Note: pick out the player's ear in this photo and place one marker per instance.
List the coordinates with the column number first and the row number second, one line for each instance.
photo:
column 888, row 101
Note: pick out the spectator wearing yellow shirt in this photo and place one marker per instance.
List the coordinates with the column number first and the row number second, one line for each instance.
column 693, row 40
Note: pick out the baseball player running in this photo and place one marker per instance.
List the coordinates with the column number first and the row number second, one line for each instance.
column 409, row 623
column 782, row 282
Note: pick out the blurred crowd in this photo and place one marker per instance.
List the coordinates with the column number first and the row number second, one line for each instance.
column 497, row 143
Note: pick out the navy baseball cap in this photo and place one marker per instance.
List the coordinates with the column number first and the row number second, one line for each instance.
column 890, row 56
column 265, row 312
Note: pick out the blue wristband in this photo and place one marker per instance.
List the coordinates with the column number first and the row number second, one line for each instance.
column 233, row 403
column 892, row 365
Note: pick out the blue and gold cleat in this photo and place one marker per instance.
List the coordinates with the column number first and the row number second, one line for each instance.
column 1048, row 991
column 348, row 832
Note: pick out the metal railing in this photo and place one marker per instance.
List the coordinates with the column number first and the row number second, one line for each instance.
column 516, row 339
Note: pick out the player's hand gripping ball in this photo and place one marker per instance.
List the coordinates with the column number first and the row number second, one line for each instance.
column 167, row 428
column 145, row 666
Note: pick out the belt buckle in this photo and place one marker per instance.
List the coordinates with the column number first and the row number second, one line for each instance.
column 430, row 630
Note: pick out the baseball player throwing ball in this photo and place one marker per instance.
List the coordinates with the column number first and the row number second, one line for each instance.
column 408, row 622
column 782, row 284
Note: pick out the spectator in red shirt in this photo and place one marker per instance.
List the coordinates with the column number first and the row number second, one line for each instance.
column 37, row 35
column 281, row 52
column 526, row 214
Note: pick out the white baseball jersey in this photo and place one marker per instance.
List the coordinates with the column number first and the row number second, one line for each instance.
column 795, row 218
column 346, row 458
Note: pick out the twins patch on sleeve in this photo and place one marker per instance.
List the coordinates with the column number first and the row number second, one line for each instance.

### WORK ITEM
Lines holding the word "shirt" should be copied from the entries above.

### RESULT OF THE EXERCISE
Note: pick out the spectator wearing yellow shirt in this photo and place one marker per instance.
Note: pick out the spectator in red shirt in this photo and place one marker per instance.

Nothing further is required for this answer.